# Requirement
Reproduce each of the following rows verbatim, keeping every character and line break as given.

::: Record extracts

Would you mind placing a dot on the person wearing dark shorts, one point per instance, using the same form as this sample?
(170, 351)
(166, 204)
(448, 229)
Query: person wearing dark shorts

::::::

# Response to this exercise
Would you mind placing a dot on the person wearing dark shorts, one point per instance, using the same form as this sample?
(170, 351)
(166, 204)
(448, 229)
Query: person wearing dark shorts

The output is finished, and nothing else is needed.